[Extracted records — start]
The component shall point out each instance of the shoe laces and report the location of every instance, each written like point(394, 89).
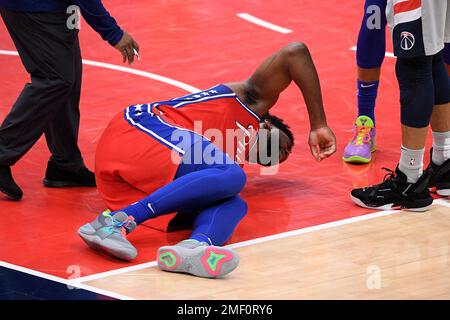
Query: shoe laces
point(389, 178)
point(362, 135)
point(119, 226)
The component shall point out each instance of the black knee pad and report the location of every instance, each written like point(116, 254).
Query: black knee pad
point(415, 79)
point(440, 80)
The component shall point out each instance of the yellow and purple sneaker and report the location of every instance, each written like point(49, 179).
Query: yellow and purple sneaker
point(198, 258)
point(360, 148)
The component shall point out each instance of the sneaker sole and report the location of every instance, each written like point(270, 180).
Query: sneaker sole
point(205, 262)
point(10, 195)
point(357, 159)
point(94, 242)
point(65, 184)
point(390, 206)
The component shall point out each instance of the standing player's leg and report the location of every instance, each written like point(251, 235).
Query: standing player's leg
point(440, 125)
point(447, 57)
point(407, 187)
point(423, 83)
point(45, 47)
point(66, 167)
point(369, 55)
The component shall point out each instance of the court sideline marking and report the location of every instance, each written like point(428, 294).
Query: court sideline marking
point(263, 23)
point(141, 73)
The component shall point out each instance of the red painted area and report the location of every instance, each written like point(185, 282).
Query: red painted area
point(201, 43)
[Extracted records — finish]
What is needed: An answer is complete only when it holds every line above containing the string "written".

Response box:
The component shall point out each instance of the shoe laces and report the location of every instance, each written like point(394, 89).
The component shall point out each instance of the black knee pad and report the location of every instance, each written like point(116, 254).
The component shall point out each instance of the yellow and purple sneaker and report the location of every instance, each written like point(49, 179).
The component shall point out each instance of the sneaker sole and report the location of every instance, each written like point(270, 180).
The component shall point out each instance of the standing player's leg and report the location of every instance, each written like point(251, 235).
The component shall point out each instance of the court sideline marking and report the location of every instance, each written like point(428, 294).
The component shall point out each instance of the red painted area and report the location of every instance, each written like point(185, 282).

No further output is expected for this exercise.